— start Material provided —

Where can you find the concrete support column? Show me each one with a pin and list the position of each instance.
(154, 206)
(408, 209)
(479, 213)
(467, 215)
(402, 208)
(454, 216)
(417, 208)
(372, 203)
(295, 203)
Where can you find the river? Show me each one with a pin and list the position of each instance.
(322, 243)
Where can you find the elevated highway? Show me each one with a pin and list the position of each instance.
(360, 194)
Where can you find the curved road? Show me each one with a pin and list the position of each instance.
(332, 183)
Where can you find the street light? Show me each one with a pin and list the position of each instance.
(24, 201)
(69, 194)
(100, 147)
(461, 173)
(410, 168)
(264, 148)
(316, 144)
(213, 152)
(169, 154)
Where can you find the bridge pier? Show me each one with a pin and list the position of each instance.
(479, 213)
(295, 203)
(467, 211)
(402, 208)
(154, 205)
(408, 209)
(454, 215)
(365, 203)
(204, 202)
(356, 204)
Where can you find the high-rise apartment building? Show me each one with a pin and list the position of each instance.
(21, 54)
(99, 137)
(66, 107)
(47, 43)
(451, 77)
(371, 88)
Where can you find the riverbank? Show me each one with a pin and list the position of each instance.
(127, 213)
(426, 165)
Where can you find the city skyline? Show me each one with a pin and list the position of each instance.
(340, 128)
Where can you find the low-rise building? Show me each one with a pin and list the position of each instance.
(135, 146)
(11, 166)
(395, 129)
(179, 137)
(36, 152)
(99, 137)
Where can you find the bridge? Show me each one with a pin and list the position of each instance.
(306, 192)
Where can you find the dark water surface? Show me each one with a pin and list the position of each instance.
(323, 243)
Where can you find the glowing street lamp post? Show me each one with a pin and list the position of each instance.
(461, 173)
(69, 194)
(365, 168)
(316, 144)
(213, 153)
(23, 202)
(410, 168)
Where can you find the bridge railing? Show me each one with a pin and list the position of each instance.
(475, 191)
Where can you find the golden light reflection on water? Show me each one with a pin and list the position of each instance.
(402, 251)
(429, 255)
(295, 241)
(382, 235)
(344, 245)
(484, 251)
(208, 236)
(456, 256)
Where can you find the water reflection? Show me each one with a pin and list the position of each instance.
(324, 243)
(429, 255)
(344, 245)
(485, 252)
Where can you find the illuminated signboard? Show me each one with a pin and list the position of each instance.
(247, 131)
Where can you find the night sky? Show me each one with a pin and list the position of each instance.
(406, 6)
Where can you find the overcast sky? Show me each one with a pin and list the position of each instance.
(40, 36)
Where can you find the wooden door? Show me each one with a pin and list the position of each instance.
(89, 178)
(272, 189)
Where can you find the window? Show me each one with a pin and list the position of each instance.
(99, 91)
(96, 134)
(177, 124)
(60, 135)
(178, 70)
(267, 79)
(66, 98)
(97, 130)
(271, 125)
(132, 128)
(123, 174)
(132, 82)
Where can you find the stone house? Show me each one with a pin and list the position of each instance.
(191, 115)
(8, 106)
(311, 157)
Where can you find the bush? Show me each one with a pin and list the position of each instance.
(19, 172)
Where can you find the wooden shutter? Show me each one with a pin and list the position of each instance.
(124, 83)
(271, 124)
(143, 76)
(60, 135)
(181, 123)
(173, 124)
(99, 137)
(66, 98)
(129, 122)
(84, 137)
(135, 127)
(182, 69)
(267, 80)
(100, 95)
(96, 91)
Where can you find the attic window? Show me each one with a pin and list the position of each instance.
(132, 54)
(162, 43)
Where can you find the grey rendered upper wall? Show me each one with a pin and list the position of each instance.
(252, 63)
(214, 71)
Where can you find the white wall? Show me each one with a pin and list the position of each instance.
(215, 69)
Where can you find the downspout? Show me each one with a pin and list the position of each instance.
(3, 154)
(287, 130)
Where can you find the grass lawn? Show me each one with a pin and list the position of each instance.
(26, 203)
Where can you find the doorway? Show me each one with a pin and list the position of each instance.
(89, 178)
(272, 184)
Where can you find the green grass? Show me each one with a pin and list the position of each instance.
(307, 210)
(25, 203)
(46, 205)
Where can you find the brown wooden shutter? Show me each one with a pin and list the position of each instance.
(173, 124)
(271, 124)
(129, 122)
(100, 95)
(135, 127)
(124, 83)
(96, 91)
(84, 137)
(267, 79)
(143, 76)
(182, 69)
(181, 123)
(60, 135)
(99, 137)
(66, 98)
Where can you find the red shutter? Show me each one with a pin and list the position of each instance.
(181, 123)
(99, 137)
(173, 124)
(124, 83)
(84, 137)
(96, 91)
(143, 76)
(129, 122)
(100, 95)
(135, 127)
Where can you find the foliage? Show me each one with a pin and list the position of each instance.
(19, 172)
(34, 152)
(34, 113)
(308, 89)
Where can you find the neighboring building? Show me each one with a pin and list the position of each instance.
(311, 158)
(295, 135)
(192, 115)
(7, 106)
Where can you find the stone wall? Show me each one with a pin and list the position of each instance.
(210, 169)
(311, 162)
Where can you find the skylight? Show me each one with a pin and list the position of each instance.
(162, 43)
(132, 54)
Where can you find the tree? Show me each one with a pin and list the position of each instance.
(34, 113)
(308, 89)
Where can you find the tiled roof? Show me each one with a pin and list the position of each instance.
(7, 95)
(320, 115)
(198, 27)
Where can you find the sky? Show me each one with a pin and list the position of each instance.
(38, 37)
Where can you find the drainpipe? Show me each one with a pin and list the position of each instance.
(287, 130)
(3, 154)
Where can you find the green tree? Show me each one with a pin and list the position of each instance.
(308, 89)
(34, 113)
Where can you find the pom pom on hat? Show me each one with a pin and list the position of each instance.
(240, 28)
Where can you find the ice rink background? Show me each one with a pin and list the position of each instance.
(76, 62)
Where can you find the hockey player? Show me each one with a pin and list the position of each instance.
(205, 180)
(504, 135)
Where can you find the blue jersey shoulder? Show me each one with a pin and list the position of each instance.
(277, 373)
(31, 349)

— end Material provided —

### [Requirements]
Copy out the records above word for word, everything from the line containing "Where can you find the sky?" down to the last line of the records.

### [Written reply]
Where can you find the sky? Show me each one with a pin and list the position of each instance.
(38, 37)
Where can you find the drainpipe? Show me each one with a pin and list the position of each instance.
(287, 130)
(3, 154)
Where can you find the green tree? Show me each one with a pin and list the position of each instance.
(308, 89)
(34, 113)
Where can you find the pom pom on hat? Show me each one with a pin and list the position of each instance.
(240, 28)
Where can you find the ice rink background? Show me each one with a pin and list the position of each instance.
(76, 62)
Where can you find the hockey player? Show me each one with a pin and list the position of each instance.
(205, 180)
(504, 135)
Where can you find the blue jersey shoulder? Show me each one with a pin and list the position of each instance.
(277, 373)
(31, 349)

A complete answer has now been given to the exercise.